**PASSAGE PROVIDED**

:::

Little over a decade ago a diplomat friend with great pride had underscored the level of political trust that existed between India and Russia in their relationship. This political trust, he said, was the biggest asset in the strategic partnership.
However, the first-ever Russian-Pakistani military drill in the territory of India’s arch foe has to a great extent rocked this trust, especially in the wake of dastardly predawn attack on the Indian military base in Uri close to the line of control in Jammu and Kashmir. Although Russia was the only member of the United Nations Security Council, which had specifically mentioned that the terrorist attack was “committed from the territory of Pakistan,” many in New Delhi have begun to doubt Russia’s reliability as a strategic partner.
Not only this, some press and social media comments have gone as far as “demanding” that Moscow not only curb its ties with Pakistan, but also to ‘punish’ it by refusing to sell Russian arms.
This chorus grew even louder with the Pakistani media reports about Moscow allegedly seeking to join China-Pakistan Economic Corridor (CPEC). The Pakistani media reported about Islamabad’s consent to allow use of Gwadar port by Russia as part of Moscow’s centuries old quest for warm water ports. Interestingly, these kinds of stories are mostly spread from Islamabad, with the clear aim of driving a wedge between two old friends. Sometimes one can read the handwriting of Western arms manufacturers, who are Russia’s competitors.

:::

**PROVIDED DATA**
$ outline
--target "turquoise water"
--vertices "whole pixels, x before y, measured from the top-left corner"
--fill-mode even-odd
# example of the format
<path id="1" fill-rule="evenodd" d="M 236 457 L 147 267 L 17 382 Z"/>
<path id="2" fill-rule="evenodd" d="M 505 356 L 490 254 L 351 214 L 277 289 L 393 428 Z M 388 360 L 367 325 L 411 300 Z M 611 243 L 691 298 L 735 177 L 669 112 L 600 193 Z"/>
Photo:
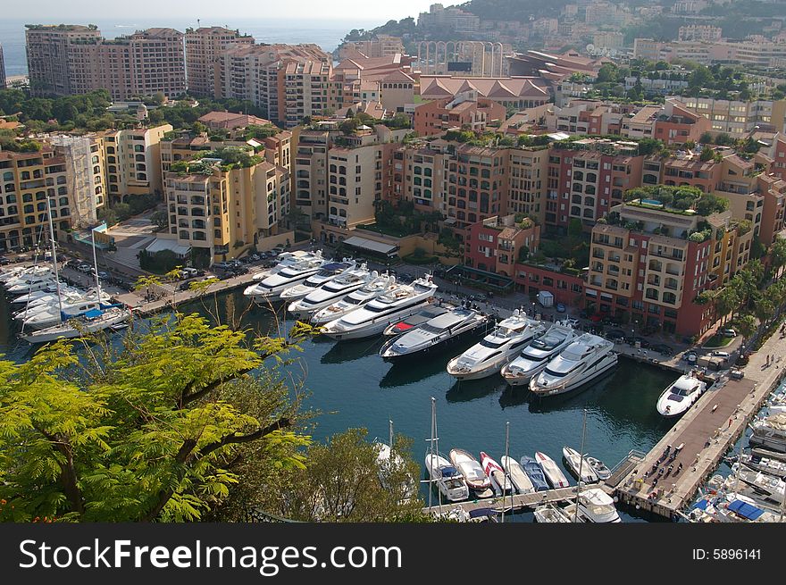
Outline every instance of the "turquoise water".
<path id="1" fill-rule="evenodd" d="M 238 291 L 220 295 L 218 306 L 222 320 L 228 322 L 242 314 L 248 303 Z M 205 313 L 198 302 L 181 310 Z M 0 302 L 0 351 L 11 359 L 27 359 L 30 348 L 15 341 L 4 324 L 6 316 L 7 305 Z M 276 322 L 268 310 L 255 306 L 242 320 L 244 326 L 262 332 L 275 331 Z M 281 326 L 290 324 L 283 322 Z M 510 422 L 512 456 L 543 451 L 561 464 L 563 446 L 581 447 L 586 408 L 584 450 L 612 467 L 631 448 L 648 451 L 673 423 L 657 414 L 655 404 L 675 374 L 625 359 L 613 373 L 584 389 L 538 399 L 525 388 L 508 388 L 498 376 L 456 382 L 445 366 L 464 347 L 421 362 L 391 365 L 377 354 L 381 344 L 381 338 L 303 343 L 304 351 L 288 367 L 296 378 L 305 376 L 310 397 L 305 405 L 322 412 L 313 430 L 316 439 L 348 427 L 366 427 L 370 438 L 387 439 L 388 421 L 392 420 L 396 432 L 413 438 L 413 455 L 422 463 L 429 447 L 433 397 L 441 452 L 456 447 L 476 456 L 486 451 L 498 459 L 505 454 L 506 422 Z"/>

:::

**TASK INSTRUCTIONS**
**1.** In two sentences, summarize the passage on India-Russia trust.
**2.** Please switch "turquoise water" to "teal water" in the records, covering the stretch from the start through the line containing "Outline every instance", and return only that stretch without the pictures.

**ANSWERS BY TASK**
**1.** A little over a decade ago, political trust was called the biggest asset in the India-Russia strategic partnership, but the first-ever Russian-Pakistani military drill, held in Pakistan in the wake of the attack on the Indian base in Uri, has greatly rocked that trust and led many in New Delhi to doubt Russia's reliability. Pakistani media reports that Moscow sought to join the China-Pakistan Economic Corridor and use Gwadar port made demands to curb Moscow's ties with Pakistan louder, though such stories are mostly spread from Islamabad to drive a wedge between the two old friends.

**2.**
$ outline
--target "teal water"
--vertices "whole pixels, x before y, measured from the top-left corner"
--fill-mode even-odd
# example of the format
<path id="1" fill-rule="evenodd" d="M 236 457 L 147 267 L 17 382 Z"/>
<path id="2" fill-rule="evenodd" d="M 505 356 L 490 254 L 351 214 L 277 289 L 393 428 Z M 388 360 L 367 325 L 411 300 Z M 611 243 L 691 298 L 735 177 L 669 112 L 600 193 Z"/>
Photo:
Outline every instance of the "teal water".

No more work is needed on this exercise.